> **Lines of data**:
★ ★ ★ ★
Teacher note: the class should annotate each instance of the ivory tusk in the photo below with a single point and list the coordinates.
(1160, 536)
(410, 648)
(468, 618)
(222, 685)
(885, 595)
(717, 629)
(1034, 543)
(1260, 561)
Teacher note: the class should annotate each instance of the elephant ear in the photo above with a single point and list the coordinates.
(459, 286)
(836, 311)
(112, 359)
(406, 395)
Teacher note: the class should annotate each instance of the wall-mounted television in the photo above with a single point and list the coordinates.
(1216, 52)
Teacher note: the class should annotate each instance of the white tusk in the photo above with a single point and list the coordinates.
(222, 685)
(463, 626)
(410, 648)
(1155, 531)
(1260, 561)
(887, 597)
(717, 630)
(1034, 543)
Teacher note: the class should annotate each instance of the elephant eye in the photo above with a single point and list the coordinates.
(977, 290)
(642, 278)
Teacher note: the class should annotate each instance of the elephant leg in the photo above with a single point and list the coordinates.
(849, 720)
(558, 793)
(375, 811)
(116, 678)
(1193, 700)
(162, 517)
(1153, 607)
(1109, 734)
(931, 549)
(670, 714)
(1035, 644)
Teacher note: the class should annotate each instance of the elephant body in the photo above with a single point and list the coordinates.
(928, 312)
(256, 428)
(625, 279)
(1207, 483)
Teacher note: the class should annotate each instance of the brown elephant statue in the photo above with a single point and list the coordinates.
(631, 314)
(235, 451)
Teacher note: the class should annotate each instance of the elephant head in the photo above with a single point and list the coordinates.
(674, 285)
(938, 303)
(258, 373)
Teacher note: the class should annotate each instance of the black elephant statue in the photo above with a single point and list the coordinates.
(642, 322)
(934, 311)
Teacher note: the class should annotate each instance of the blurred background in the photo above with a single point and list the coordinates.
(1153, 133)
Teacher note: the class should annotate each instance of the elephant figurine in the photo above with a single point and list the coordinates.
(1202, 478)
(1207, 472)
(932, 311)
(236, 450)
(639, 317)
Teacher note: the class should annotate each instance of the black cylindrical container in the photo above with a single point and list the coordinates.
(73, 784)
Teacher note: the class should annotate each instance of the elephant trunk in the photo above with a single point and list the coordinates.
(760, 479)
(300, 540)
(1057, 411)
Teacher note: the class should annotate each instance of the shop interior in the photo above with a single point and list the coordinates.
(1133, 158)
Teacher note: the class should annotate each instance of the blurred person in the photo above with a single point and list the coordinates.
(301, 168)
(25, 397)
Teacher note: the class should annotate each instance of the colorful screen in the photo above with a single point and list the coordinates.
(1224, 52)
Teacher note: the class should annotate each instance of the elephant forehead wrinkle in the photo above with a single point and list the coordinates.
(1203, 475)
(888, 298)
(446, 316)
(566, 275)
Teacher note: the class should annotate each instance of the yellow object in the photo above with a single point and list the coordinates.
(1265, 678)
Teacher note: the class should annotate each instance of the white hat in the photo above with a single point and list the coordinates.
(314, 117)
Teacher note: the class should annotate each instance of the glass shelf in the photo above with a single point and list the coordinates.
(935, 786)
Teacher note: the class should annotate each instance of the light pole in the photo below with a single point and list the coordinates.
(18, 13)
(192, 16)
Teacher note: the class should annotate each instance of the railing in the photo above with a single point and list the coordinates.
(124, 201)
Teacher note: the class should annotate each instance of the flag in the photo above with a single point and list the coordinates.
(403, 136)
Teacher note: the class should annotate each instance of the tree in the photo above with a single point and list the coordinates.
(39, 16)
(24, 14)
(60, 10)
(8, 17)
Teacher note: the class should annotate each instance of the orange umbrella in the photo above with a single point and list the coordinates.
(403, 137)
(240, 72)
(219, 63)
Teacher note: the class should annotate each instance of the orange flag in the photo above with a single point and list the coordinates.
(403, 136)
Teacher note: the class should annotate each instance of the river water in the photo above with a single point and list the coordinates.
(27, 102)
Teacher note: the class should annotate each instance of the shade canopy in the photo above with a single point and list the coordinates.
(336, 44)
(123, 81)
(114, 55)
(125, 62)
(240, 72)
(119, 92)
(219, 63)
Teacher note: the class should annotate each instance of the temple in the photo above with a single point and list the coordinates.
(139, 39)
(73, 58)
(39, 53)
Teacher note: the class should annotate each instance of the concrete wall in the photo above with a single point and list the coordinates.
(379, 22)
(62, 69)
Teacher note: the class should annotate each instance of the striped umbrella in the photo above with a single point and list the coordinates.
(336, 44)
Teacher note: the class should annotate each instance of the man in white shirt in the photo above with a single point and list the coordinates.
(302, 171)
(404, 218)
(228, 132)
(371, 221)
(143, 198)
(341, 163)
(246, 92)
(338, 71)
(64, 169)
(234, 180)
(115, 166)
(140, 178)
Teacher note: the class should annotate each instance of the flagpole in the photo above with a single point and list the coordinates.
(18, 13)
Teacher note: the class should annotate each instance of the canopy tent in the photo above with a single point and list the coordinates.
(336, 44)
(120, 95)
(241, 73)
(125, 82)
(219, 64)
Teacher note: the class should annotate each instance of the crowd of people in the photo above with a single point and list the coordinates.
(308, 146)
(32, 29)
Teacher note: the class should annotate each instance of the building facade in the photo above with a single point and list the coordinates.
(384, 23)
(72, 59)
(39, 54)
★ ★ ★ ★
> **Written problem**: Copy every row above, word for word and in the same order.

> **Solved exercise**:
Teacher note: the class should annotate each instance of the ivory tusk in the photo below with a single point and list the coordinates.
(1160, 536)
(410, 648)
(468, 618)
(222, 685)
(885, 595)
(717, 629)
(1034, 543)
(1260, 561)
Teacher note: the class should annotate each instance of the elephant ear in the photo above with a single point and list the coordinates.
(459, 286)
(836, 311)
(112, 359)
(406, 395)
Teacher note: the class should annotate each instance of the wall-mounted television in the photo above with a single point and list the coordinates.
(1216, 52)
Teacher note: the class should annotate each instance of the white tusk in the photo above with a single point and list the coordinates.
(222, 685)
(463, 626)
(410, 648)
(1155, 531)
(1260, 561)
(887, 597)
(717, 630)
(1034, 543)
Teacher note: the class should annotate each instance of the elephant eye in the photo above with a single point and list the coordinates.
(977, 290)
(642, 278)
Teacher note: the class should annotate each instance of the elephant leg in the photo above with a single point and list the coordinates.
(849, 720)
(558, 793)
(375, 811)
(116, 678)
(1193, 700)
(162, 517)
(1153, 607)
(1109, 734)
(931, 549)
(670, 714)
(1035, 644)
Teacher note: the class should annotate each instance of the elephant body in the photo above with a single point and list the coordinates.
(928, 312)
(256, 428)
(625, 279)
(1207, 483)
Teacher note: the class should annotate each instance of the brown elephant statue in the photo above with a single point and list the coordinates.
(631, 314)
(235, 451)
Teacher note: the class should annotate each instance of the elephant head in the photo above with a single point and list the coordinates.
(674, 285)
(938, 303)
(258, 373)
Teacher note: the class should annotate each instance of the black elephant statue in the photo above with a single point and list the coordinates.
(642, 322)
(934, 311)
Teacher note: the class should annotate each instance of the blurred background in the photo above with a single point and list the coordinates.
(1153, 133)
Teacher note: the class should annotate each instance of the elephant figurine in the photo above with a single point and list the coordinates.
(1202, 478)
(1207, 472)
(932, 311)
(236, 450)
(639, 317)
Teacher note: the class should annotate each instance of the black cylindrical container in the photo above with a single point and list the coordinates.
(73, 784)
Teacher note: the class should annotate each instance of the elephant trunk in the photo above with a single point and list the coordinates.
(760, 479)
(300, 540)
(1057, 411)
Teacher note: the class should annotate each instance of the shop interior in the photo above with a single point and list the coordinates.
(1133, 158)
Teacher note: the class should annotate each instance of the blurred person in the photo above with a single point and list the coordinates.
(301, 168)
(25, 397)
Teacher note: the class should annotate each instance of the colorful screen in the photo above with a single point and list the coordinates.
(1224, 52)
Teacher note: the class should annotate each instance of the elephant forehead wrinkle in the photo above with a single point and list the coordinates.
(1203, 475)
(888, 298)
(446, 316)
(566, 275)
Teacher note: the class should annotate each instance of the yellow object in the photo above with a single point and list the coordinates.
(1265, 678)
Teacher note: the class should annotate each instance of the white hat in the photo above with a single point and list the coordinates.
(314, 117)
Teacher note: the class should annotate each instance of the glass shelf in the photo above with a single point and list the coordinates.
(935, 786)
Teacher note: the class should annotate each instance of the light pole in the photo below with a single point and list the coordinates.
(18, 13)
(192, 16)
Teacher note: the class should annotate each instance of the railing in the photo above with a single point and list the coordinates.
(124, 201)
Teacher note: the class should annotate each instance of the flag in the photo above with a single point and list the coordinates.
(403, 136)
Teacher note: the class should annotate each instance of the tree in the photo above with a single point and list the coordinates.
(39, 16)
(24, 14)
(60, 10)
(8, 17)
Teacher note: the class should annotate each instance of the orange umbrella in the photo above with a single point and list the coordinates.
(403, 137)
(240, 72)
(219, 63)
Teacher note: the class should annotate each instance of the orange flag in the photo above with a single point and list the coordinates.
(403, 136)
Teacher note: the class should annotate each instance of the river water in the photo above with a single point and list the coordinates.
(27, 102)
Teacher note: the class should annotate each instance of the shade canopy in the photo above with a single point and list the coordinates.
(336, 44)
(123, 81)
(114, 55)
(125, 62)
(240, 72)
(119, 92)
(219, 63)
Teacher note: the class should annotate each instance of the temple in the photo above with a single point and list the coordinates.
(139, 39)
(73, 58)
(39, 53)
Teacher note: the class should annotate each instance of the concrete wall in the photo above with a single point and list the coordinates.
(379, 22)
(62, 69)
Teacher note: the class should annotate each instance of the striped umbrella in the photo above with a single point and list the coordinates.
(336, 44)
Teacher note: the class should annotate each instance of the man in white shirt in the photo above with a single point and list the coordinates.
(302, 171)
(404, 218)
(228, 132)
(371, 221)
(143, 198)
(341, 163)
(246, 92)
(338, 71)
(64, 169)
(234, 180)
(115, 166)
(140, 178)
Teacher note: the class should annotate each instance of the flagpole in the photo above with a single point and list the coordinates.
(18, 13)
Teacher note: the class should annotate each instance of the canopy tent in the photo above with a single point and list the coordinates.
(336, 44)
(120, 95)
(241, 73)
(125, 82)
(219, 64)
Teacher note: the class should annotate each instance of the crowd of people in the photo above with a single point and list the coordinates.
(308, 146)
(32, 29)
Teacher note: the class should annotate each instance of the building facade in the photo above with a single point and list the coordinates.
(384, 23)
(72, 59)
(39, 54)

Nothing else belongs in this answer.